Write out the data below with no changes, starting at the line containing "Scouting pass: put a marker on the boy's" and ending at the line containing "[(221, 36)]", both lines included.
___ DATA SUPPLIED ___
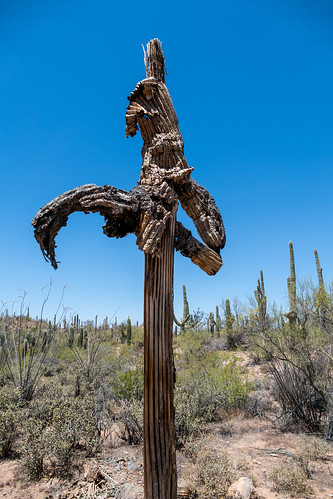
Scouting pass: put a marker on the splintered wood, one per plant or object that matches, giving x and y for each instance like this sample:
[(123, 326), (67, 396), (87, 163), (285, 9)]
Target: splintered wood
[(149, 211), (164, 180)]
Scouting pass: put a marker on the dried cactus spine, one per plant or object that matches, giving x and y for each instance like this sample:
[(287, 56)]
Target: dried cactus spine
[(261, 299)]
___
___ DATA SUPPLIED ___
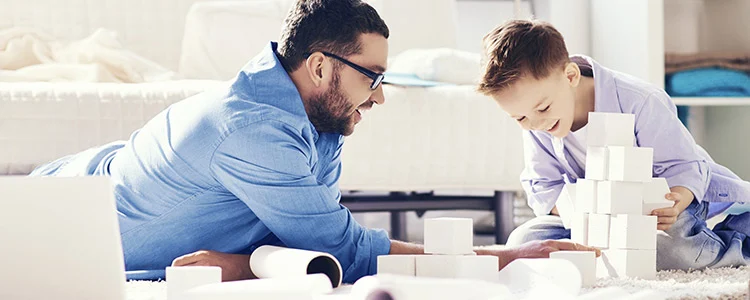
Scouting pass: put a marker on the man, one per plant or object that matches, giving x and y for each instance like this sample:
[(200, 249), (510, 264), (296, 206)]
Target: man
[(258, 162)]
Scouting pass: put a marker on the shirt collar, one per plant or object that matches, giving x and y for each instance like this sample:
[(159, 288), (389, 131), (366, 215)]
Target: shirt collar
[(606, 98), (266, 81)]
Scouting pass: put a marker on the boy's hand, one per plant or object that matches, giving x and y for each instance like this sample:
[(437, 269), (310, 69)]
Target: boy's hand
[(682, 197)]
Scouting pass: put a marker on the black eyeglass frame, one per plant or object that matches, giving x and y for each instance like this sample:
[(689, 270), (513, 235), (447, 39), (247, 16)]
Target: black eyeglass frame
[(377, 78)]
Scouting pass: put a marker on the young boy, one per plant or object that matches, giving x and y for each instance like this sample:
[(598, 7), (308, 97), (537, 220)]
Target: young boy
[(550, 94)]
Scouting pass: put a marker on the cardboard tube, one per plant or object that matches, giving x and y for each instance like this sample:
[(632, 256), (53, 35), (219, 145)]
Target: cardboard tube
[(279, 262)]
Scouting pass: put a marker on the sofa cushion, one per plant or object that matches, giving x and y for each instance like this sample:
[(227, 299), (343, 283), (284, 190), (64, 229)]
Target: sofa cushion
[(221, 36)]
___
### ANSWER TO THE TASK:
Scouting pass: put a marker on the boy's hand, one per plant or object that matches, giving x and y for each instance like this sample:
[(437, 269), (310, 69)]
Target: boy's hand
[(682, 197)]
Scouting pass: put a marker on the black eyeglass frame, one per plant or object that matches, giving x and y for each instance like this sample:
[(689, 270), (513, 235), (447, 39), (247, 16)]
Target: black eyeglass frame
[(377, 78)]
Scouting pass: put a marker on the young boy, one per plant or object that matches, giving x and y for each instance like this sample:
[(598, 7), (308, 97), (537, 220)]
Target: young boy
[(550, 94)]
Scouting pass: put a marker on the cardboard tube, one per plant or object that matches, giving x and y for each instance like this sample:
[(632, 256), (53, 35), (219, 145)]
Target: cardboard tube
[(279, 262)]
Scouting pass: put a marker on the sofa cushion, one per plant or object that matches, giving x and y for each instance like this sample:
[(227, 299), (343, 283), (284, 190), (64, 229)]
Target: sofa cushion
[(221, 36)]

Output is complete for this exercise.